*GOAL*. All of the listing below must be repeated word for word. Pictures are the only thing to omit.

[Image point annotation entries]
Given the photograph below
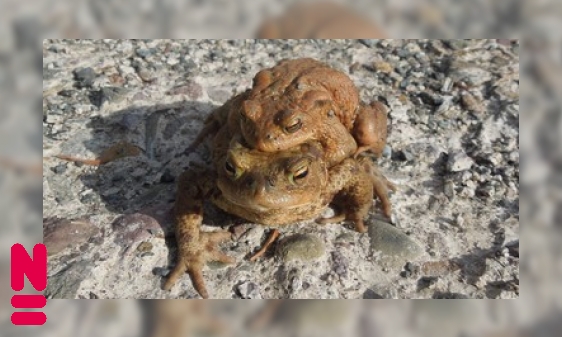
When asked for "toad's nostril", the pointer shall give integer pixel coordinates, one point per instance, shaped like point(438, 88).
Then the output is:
point(269, 183)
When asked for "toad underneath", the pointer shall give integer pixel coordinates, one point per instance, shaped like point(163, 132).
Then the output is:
point(278, 188)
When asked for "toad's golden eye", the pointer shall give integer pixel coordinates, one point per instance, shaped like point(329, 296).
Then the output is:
point(298, 174)
point(231, 170)
point(294, 126)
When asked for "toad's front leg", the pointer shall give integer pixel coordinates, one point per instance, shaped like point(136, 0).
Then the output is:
point(370, 128)
point(195, 248)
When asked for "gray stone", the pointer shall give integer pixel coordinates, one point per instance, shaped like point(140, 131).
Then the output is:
point(249, 290)
point(392, 242)
point(84, 77)
point(65, 284)
point(303, 247)
point(60, 234)
point(459, 161)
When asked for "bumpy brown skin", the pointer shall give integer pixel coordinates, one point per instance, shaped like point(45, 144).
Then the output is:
point(270, 189)
point(298, 101)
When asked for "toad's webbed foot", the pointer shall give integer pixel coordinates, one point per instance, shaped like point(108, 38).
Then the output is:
point(195, 248)
point(193, 256)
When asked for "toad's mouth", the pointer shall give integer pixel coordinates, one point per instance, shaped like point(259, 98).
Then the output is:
point(279, 202)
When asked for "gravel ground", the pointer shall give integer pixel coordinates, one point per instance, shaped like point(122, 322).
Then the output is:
point(453, 150)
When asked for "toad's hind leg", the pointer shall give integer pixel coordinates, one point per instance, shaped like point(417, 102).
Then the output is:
point(381, 186)
point(353, 197)
point(370, 128)
point(195, 248)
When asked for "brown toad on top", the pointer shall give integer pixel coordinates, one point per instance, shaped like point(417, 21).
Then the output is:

*SOLUTION FOR THIS PROBLEM*.
Given the photograph below
When asked for "toad's nostril", the pointer shall give integer pixel coordinates, one point per instance, shaped like point(438, 88).
Then the output is:
point(269, 183)
When asked for "toad underneath", the pointer shall give integer pixel coordinates, one point per instance, shaped like point(163, 132).
Then the output is:
point(278, 188)
When asked for "toad's golden eye", the pointer shall give integer pixel coordinates, one point per instance, shaped like point(329, 296).
Then the output is:
point(298, 174)
point(231, 170)
point(294, 126)
When asked for "toad's front leg", the pointer shall give integer pixel coordinates, one point per instance, shaped like point(136, 0).
Then the output is:
point(370, 128)
point(195, 248)
When asked for "gray stone", the pointer shall give integer pixel coordinates, one point per instance, shaped like point(140, 131).
Then the output is:
point(249, 290)
point(392, 242)
point(84, 77)
point(65, 284)
point(303, 247)
point(60, 234)
point(459, 161)
When asked for "bumpy brown skin", the pointer shall give integer pixel coordinates, one point per instance, shaped like point(45, 144).
Then the output is:
point(270, 189)
point(298, 101)
When asked for "toad's webbed foot", the pointer shall give integer pixel coordinates, one point per instance, shaped like point(108, 38).
Then the output is:
point(195, 248)
point(193, 256)
When asked for "toad's mouth", the pointer shall give integer pixel coordinates, one point per instance, shaped like point(259, 98).
Then the output is:
point(279, 202)
When asked for "gravel ground", the pointer shall give integer pixel coordinates, one point per instance, shaped like point(122, 322).
Then the output is:
point(453, 150)
When asked for "toad's hind leg", the pointer shall give integer pixel coordinates, one point per instance, shaped like point(417, 102).
Then the output is:
point(381, 186)
point(353, 197)
point(370, 128)
point(195, 248)
When asked for "brown toad on top", the pointer shall give integer pixel coordinates, one point per instance, shaped like point(417, 21).
Then the output is:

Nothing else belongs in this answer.